Give the listing again exactly, omitting its images.

- _GIVEN RECORDS_:
_ _ _ _ _ _ _

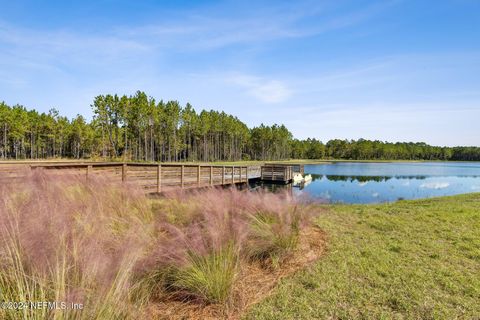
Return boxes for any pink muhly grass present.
[0,171,149,318]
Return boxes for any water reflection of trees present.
[312,174,427,183]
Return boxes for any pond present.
[293,162,480,203]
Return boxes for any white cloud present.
[227,75,292,103]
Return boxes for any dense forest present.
[0,91,480,162]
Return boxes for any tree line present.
[0,91,480,162]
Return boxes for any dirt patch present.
[147,227,326,319]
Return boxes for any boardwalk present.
[0,162,260,193]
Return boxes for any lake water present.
[293,162,480,203]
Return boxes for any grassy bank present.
[246,194,480,319]
[0,174,319,320]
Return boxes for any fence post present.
[180,164,185,189]
[210,166,213,186]
[197,165,200,187]
[122,163,127,182]
[157,164,162,193]
[86,164,92,180]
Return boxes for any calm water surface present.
[293,162,480,203]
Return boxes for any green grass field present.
[245,193,480,319]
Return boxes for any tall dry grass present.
[0,172,316,319]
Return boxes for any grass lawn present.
[246,193,480,319]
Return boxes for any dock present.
[0,162,303,193]
[260,163,304,184]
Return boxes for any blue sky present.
[0,0,480,146]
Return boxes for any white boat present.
[293,173,303,182]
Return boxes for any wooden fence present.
[0,162,260,193]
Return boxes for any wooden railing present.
[0,162,260,192]
[260,164,293,183]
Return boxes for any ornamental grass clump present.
[0,172,151,319]
[0,170,318,319]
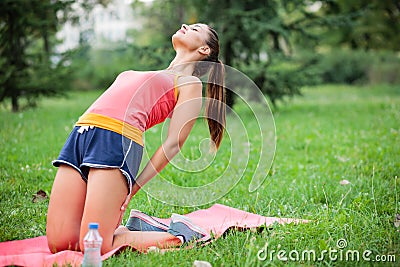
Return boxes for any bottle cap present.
[89,223,99,229]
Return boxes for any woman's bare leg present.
[80,169,181,254]
[46,164,86,253]
[47,168,181,254]
[113,226,182,251]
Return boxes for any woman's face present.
[172,23,209,51]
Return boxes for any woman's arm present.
[121,76,202,210]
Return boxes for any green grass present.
[0,85,400,266]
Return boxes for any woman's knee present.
[46,227,79,253]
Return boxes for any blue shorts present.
[53,126,143,194]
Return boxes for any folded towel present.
[0,204,307,267]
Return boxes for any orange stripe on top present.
[75,113,143,146]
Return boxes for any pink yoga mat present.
[0,204,307,267]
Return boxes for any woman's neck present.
[167,51,199,76]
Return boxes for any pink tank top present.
[76,71,178,144]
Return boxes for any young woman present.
[46,24,225,254]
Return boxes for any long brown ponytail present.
[193,27,226,149]
[205,61,226,149]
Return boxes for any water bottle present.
[82,223,103,267]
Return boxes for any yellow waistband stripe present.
[75,113,143,146]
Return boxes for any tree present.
[134,0,322,107]
[321,0,400,51]
[0,0,109,111]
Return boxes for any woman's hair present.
[193,26,226,149]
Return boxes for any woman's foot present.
[125,210,168,232]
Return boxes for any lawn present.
[0,85,400,266]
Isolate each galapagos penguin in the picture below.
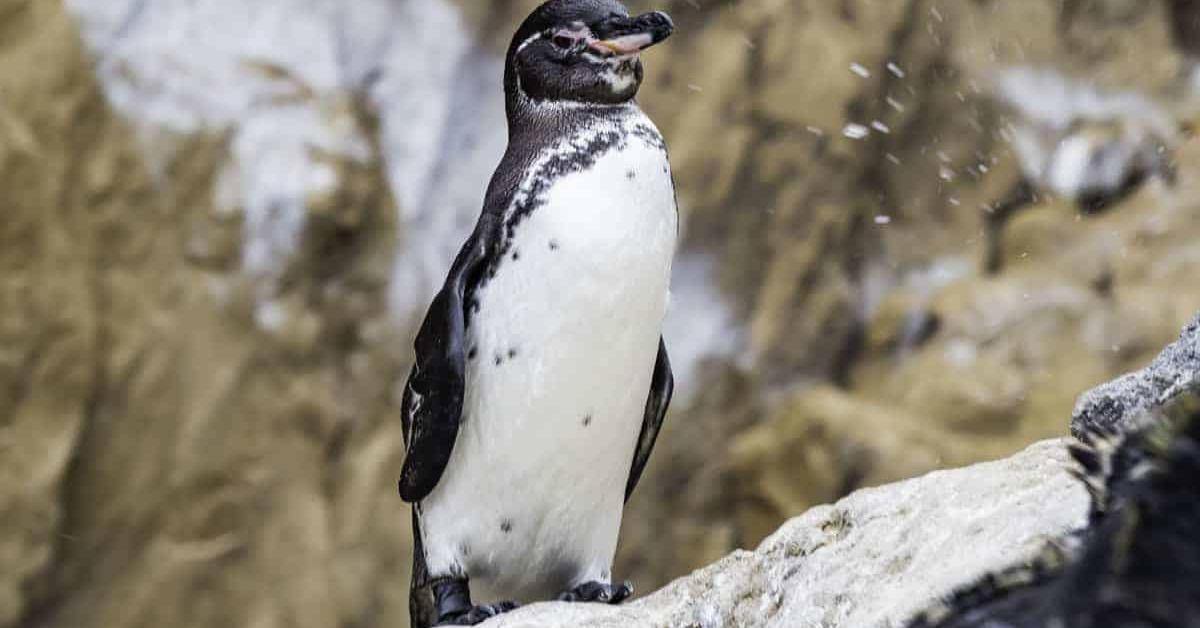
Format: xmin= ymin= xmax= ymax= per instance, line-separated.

_ _ _ _ _ _ _

- _EXERCISE RESPONSE_:
Return boxes for any pink muhly grass present.
[0,171,149,318]
Return boxes for any water reflection of trees present.
[312,174,427,183]
Return boxes for any pond present.
[293,162,480,203]
Return boxes for any white cloud present.
[227,75,292,103]
Return boxes for any dense forest present.
[0,91,480,162]
Return boxes for any tree line present.
[0,91,480,162]
Return boxes for any dirt patch present.
[147,227,326,319]
Return boxes for any boardwalk present.
[0,162,260,193]
Return boxes for any lake water present.
[293,162,480,203]
Return boxes for any grassy bank present.
[246,194,480,319]
[0,174,319,320]
Return boxes for any fence post present.
[180,164,185,189]
[210,166,213,186]
[197,165,200,187]
[122,163,127,182]
[157,164,162,193]
[86,164,92,180]
Return boxes for any calm water surface present.
[293,162,480,203]
Return boxes for any green grass field present.
[245,193,480,319]
Return boxes for any tall dry grass present.
[0,172,316,319]
Return boxes for any grass lawn present.
[246,193,480,319]
Return boxes for any dock present.
[0,162,303,193]
[260,163,304,184]
Return boxes for any blue sky present.
[0,0,480,146]
Return boxes for any white boat present.
[293,173,303,182]
Return boxes for any wooden fence present.
[0,162,260,193]
Return boxes for any wooden railing present.
[0,162,260,192]
[260,164,293,183]
Return boxes for any ornamental grass clump present.
[0,172,151,319]
[0,170,318,319]
Return boxes for any bottle cap present.
[89,223,99,229]
Return boxes for any woman's bare leg present.
[80,169,181,254]
[46,164,86,253]
[47,168,181,254]
[113,226,182,251]
Return boxes for any woman's face present.
[172,23,209,51]
Return boxes for any woman's arm present.
[121,76,202,210]
Return boxes for any green grass present.
[0,85,400,266]
Return boxes for any woman's knee present.
[46,227,79,253]
Return boxes for any blue shorts present.
[53,126,143,194]
Return boxes for any folded towel present.
[0,204,307,267]
Return boxes for any orange stripe on top present.
[75,113,143,146]
Return boxes for any pink yoga mat present.
[0,204,307,267]
Return boxes for any woman's neck present.
[167,51,199,76]
Return boxes for any pink tank top present.
[76,71,178,144]
Return boxes for any young woman present.
[46,24,225,254]
Return boxes for any long brown ponytail present.
[193,27,226,149]
[205,61,226,149]
Return boxes for any water bottle present.
[82,223,103,267]
Return boxes for any yellow waistband stripe present.
[75,113,143,146]
Return boxes for any tree present.
[134,0,322,107]
[321,0,400,51]
[0,0,109,111]
Return boxes for any woman's hair present.
[193,26,226,149]
Return boxes for any woman's foot present.
[125,210,168,232]
Return boxes for any lawn present.
[0,85,400,266]
Isolate each galapagos penguin in the picture below.
Format: xmin= ymin= xmax= ymax= per instance, line-separated.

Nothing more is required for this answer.